Celebrating only its second anniversary last month, the Supreme Court's Bell Atlantic Corp. v. Twombly decision, 550 U.S. 544 (2007), which directly addressed the proper standard for pleading an antitrust conspiracy based on parallel conduct, has already become ubiquitous in federal civil litigation today.

Rare is the case where a defendant does not file the "Twombly motion" decrying the woeful inadequacies of a plaintiff's pleading. And thanks to Justice Souter, the word "plausibility" has entered into our everyday vernacular as members of the bar.

While Twombly clearly had consequences on the law regarding pleading an adequate claim, the decision left unanswered several questions.

To wit: (1) just how many facts need to be alleged to "nudge" a claim from conceivable to plausible? (2) does the holding apply to pleading claims outside of the antitrust conspiracy context? and (3) does the holding suggest (or even mandate) a heightened pleading standard?

These questions have been examined by the lower courts over the last two years, with varying and conflicting results.

Recently, the Supreme Court revisited the issue of the Twombly pleading standard in Ashcroft v. Iqbal, 129 S. Ct. 1937 (2009), and it appears to have resolved at least some of these open questions, while leaving uncertain the most important one.

[Dataset lines on where objects appear]
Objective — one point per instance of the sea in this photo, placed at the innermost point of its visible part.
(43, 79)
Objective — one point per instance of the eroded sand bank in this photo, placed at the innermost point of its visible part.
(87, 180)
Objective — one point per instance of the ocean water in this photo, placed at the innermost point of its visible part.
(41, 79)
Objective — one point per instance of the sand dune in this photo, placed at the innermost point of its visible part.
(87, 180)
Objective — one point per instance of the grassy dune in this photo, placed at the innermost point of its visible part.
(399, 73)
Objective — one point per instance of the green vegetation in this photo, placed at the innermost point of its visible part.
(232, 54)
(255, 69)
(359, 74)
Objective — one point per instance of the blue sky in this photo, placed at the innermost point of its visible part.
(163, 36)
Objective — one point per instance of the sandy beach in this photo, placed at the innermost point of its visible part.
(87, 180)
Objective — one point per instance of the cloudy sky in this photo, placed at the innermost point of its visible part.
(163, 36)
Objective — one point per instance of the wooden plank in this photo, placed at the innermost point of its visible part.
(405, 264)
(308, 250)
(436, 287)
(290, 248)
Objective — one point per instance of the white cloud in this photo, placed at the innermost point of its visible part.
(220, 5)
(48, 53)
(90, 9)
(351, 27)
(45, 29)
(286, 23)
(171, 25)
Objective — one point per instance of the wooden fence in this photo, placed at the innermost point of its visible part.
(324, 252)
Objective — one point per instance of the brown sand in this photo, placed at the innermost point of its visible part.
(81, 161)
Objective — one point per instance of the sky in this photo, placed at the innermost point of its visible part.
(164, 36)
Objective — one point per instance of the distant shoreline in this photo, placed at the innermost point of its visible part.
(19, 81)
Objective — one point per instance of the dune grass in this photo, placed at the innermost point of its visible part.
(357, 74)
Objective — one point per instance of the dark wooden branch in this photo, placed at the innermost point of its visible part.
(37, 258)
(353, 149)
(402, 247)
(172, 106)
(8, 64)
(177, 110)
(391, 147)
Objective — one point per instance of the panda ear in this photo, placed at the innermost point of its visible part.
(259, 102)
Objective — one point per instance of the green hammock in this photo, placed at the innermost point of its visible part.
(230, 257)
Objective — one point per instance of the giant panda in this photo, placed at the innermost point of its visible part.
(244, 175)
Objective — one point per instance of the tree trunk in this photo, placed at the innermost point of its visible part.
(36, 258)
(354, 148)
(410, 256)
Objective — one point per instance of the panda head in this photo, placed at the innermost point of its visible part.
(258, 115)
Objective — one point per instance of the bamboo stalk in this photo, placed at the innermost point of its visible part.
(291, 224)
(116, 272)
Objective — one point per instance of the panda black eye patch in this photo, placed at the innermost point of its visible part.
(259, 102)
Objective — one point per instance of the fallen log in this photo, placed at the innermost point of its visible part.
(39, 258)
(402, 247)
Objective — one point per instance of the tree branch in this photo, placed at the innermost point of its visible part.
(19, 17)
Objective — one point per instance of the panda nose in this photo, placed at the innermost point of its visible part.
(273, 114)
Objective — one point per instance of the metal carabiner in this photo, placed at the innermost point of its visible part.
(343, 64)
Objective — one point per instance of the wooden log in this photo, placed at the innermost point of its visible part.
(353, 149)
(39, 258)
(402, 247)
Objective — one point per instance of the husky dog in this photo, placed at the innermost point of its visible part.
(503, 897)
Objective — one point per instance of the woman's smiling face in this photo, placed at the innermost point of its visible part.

Your tasks:
1 – Please shorten the paragraph of the Twombly excerpt that begins "Rare is the case," keeping its main facts.
2 – Continue the Twombly excerpt, starting after its final sentence.

Responses to the tasks:
1 – Defendants almost always file a "Twombly motion" attacking the plaintiff's pleading, and Justice Souter has made "plausibility" an everyday word for lawyers.

2 –
Twombly was an antitrust class action alleging an unlawful conspiracy based on the parallel conduct of a number of competitors in the local telephone and Internet service markets.

The court reversed the Second Circuit decision and held that the complaint should be dismissed.The court ultimately found that the plaintiffs did not allege sufficient facts to support a "plausible" antitrust claim.

Three important determinations came from the decision with respect to the issue of adequately pleading a claim. First, the court interpreted Rule 8(a)(2)'s notice pleading standard to require that a complaint allege "enough facts to state a claim to relief that is plausible on its face." Twombly, 550 U.S. at 570.

It found that the factual allegations "must be enough to raise a right to relief above the speculative level." Id. at 555. The court reasoned that this standard "[did] not impose a probability requirement at the pleading stage." Id. at 556.

In short, it determined that a plaintiff must allege sufficient facts to "nudge their claims across the line from conceivable to plausible," else risk dismissal. Id. at 570.

Second, the court retired Justice Black's oft-quoted passage in Conley v. Gibson, 355 U.S. 41, 45-46 (1957) (on its 50th anniversary) that a complaint should not be dismissed for failure to state a claim "unless it appears beyond doubt that the plaintiff can prove no set of facts in support of his claim that would entitle him to relief."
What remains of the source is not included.